● **WHAT THE TASK ASKS**:
Your answer should consist solely of the lines from the one containing "the green ball" through the end of the entries below, duplicated exactly.

(Dataset items)
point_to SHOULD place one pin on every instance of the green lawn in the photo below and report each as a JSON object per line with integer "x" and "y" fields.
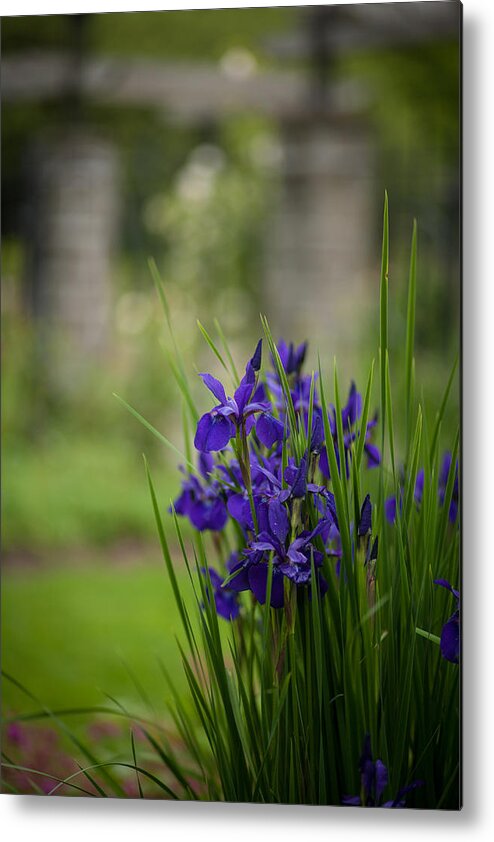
{"x": 73, "y": 633}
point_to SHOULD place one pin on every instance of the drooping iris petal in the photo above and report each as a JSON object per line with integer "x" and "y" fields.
{"x": 214, "y": 386}
{"x": 239, "y": 508}
{"x": 353, "y": 409}
{"x": 258, "y": 579}
{"x": 240, "y": 581}
{"x": 205, "y": 464}
{"x": 373, "y": 455}
{"x": 269, "y": 430}
{"x": 381, "y": 774}
{"x": 450, "y": 639}
{"x": 214, "y": 431}
{"x": 208, "y": 514}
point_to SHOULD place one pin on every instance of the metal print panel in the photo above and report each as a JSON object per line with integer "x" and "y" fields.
{"x": 268, "y": 609}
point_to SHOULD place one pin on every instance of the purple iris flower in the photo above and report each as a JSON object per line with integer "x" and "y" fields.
{"x": 217, "y": 427}
{"x": 450, "y": 635}
{"x": 292, "y": 561}
{"x": 374, "y": 780}
{"x": 225, "y": 600}
{"x": 203, "y": 503}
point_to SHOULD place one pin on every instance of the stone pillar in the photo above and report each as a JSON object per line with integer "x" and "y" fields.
{"x": 73, "y": 224}
{"x": 318, "y": 249}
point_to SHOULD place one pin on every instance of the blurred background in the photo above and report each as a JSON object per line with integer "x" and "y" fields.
{"x": 247, "y": 152}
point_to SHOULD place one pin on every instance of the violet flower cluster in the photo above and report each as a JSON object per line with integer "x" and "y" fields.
{"x": 279, "y": 503}
{"x": 374, "y": 780}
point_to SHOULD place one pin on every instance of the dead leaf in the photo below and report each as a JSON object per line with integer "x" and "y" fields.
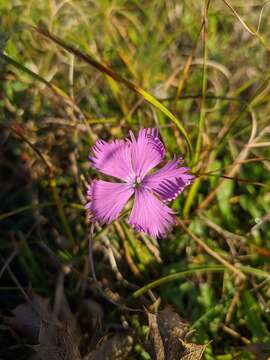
{"x": 155, "y": 338}
{"x": 262, "y": 351}
{"x": 167, "y": 337}
{"x": 193, "y": 351}
{"x": 56, "y": 338}
{"x": 117, "y": 348}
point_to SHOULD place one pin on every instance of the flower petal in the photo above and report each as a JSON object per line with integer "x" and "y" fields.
{"x": 169, "y": 181}
{"x": 112, "y": 158}
{"x": 147, "y": 151}
{"x": 150, "y": 215}
{"x": 106, "y": 200}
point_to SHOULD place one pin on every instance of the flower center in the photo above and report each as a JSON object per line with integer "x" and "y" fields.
{"x": 137, "y": 181}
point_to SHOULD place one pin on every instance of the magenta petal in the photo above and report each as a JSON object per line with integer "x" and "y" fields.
{"x": 169, "y": 181}
{"x": 150, "y": 215}
{"x": 147, "y": 151}
{"x": 112, "y": 158}
{"x": 106, "y": 200}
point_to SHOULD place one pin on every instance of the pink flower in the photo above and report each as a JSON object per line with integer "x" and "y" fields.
{"x": 130, "y": 161}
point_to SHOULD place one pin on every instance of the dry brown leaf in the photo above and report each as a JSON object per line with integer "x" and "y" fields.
{"x": 193, "y": 351}
{"x": 117, "y": 348}
{"x": 167, "y": 337}
{"x": 158, "y": 352}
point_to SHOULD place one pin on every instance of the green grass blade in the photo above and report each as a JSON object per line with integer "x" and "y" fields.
{"x": 108, "y": 71}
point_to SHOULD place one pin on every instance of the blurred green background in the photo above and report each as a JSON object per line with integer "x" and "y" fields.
{"x": 209, "y": 66}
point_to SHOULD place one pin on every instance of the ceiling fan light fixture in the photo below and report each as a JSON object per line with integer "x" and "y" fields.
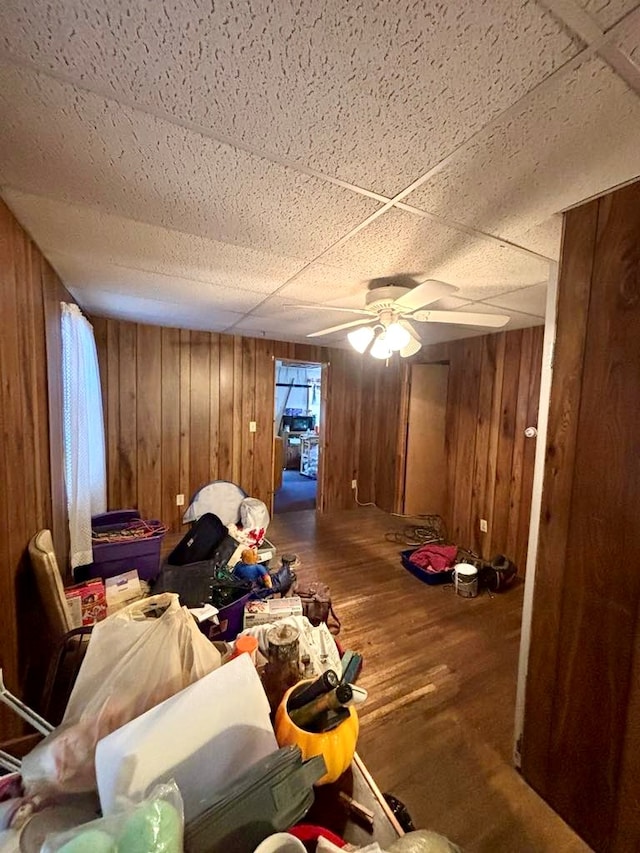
{"x": 396, "y": 337}
{"x": 361, "y": 338}
{"x": 380, "y": 348}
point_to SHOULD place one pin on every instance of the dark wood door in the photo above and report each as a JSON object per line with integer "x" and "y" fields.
{"x": 581, "y": 742}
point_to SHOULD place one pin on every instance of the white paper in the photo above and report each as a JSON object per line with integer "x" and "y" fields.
{"x": 207, "y": 611}
{"x": 204, "y": 737}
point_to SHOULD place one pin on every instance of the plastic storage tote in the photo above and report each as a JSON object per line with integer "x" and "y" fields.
{"x": 124, "y": 553}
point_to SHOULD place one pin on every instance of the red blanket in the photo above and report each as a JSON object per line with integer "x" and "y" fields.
{"x": 435, "y": 558}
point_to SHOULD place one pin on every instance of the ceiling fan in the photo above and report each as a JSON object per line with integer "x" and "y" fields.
{"x": 390, "y": 307}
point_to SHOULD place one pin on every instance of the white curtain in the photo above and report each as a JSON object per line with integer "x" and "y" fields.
{"x": 84, "y": 453}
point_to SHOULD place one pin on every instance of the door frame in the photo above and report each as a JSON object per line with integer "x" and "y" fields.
{"x": 322, "y": 431}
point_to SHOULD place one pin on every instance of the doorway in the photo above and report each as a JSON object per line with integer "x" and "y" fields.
{"x": 297, "y": 414}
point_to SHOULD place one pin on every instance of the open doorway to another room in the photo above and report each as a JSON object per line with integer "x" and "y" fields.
{"x": 297, "y": 441}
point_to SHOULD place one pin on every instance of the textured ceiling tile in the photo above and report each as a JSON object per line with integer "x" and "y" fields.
{"x": 61, "y": 142}
{"x": 518, "y": 320}
{"x": 399, "y": 243}
{"x": 374, "y": 93}
{"x": 103, "y": 238}
{"x": 544, "y": 238}
{"x": 607, "y": 12}
{"x": 530, "y": 300}
{"x": 319, "y": 284}
{"x": 573, "y": 140}
{"x": 84, "y": 273}
{"x": 630, "y": 44}
{"x": 301, "y": 319}
{"x": 155, "y": 312}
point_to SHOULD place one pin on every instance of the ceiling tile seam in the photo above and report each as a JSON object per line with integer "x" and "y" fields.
{"x": 576, "y": 19}
{"x": 470, "y": 230}
{"x": 502, "y": 308}
{"x": 337, "y": 243}
{"x": 579, "y": 21}
{"x": 201, "y": 281}
{"x": 387, "y": 203}
{"x": 601, "y": 193}
{"x": 68, "y": 80}
{"x": 7, "y": 58}
{"x": 550, "y": 80}
{"x": 75, "y": 290}
{"x": 99, "y": 209}
{"x": 623, "y": 66}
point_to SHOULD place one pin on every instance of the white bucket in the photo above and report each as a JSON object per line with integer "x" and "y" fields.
{"x": 465, "y": 579}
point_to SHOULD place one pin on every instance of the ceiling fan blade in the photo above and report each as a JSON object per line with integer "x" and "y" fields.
{"x": 414, "y": 345}
{"x": 411, "y": 348}
{"x": 424, "y": 294}
{"x": 462, "y": 318}
{"x": 331, "y": 308}
{"x": 339, "y": 328}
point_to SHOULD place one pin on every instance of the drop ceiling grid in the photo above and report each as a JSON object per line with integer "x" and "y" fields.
{"x": 570, "y": 143}
{"x": 470, "y": 256}
{"x": 87, "y": 234}
{"x": 398, "y": 242}
{"x": 374, "y": 99}
{"x": 173, "y": 314}
{"x": 607, "y": 12}
{"x": 121, "y": 281}
{"x": 82, "y": 148}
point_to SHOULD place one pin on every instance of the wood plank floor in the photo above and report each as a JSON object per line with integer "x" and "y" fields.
{"x": 437, "y": 730}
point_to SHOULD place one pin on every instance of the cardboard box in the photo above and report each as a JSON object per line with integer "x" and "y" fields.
{"x": 270, "y": 610}
{"x": 87, "y": 603}
{"x": 122, "y": 589}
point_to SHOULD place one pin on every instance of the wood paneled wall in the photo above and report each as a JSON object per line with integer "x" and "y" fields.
{"x": 494, "y": 389}
{"x": 32, "y": 495}
{"x": 178, "y": 405}
{"x": 382, "y": 449}
{"x": 493, "y": 394}
{"x": 581, "y": 741}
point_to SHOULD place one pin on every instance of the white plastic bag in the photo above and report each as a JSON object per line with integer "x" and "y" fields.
{"x": 154, "y": 825}
{"x": 254, "y": 515}
{"x": 140, "y": 656}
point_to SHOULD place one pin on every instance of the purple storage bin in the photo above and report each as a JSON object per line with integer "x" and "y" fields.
{"x": 114, "y": 558}
{"x": 231, "y": 618}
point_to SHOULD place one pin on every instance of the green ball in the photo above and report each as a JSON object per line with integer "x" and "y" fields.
{"x": 154, "y": 827}
{"x": 90, "y": 841}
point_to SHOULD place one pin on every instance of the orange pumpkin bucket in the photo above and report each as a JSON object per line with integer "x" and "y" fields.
{"x": 337, "y": 746}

● **TASK OUTPUT**:
point_to SHOULD place one pin on every instance of the green ball in the photo above and report each as a JSON object per line with integer "x" and "y" fields.
{"x": 154, "y": 827}
{"x": 90, "y": 841}
point_to SHOULD place one pin on every instance of the orange pumpkin bucket in the photo above and report each as a JSON object per line with integer "x" and "y" fields.
{"x": 337, "y": 746}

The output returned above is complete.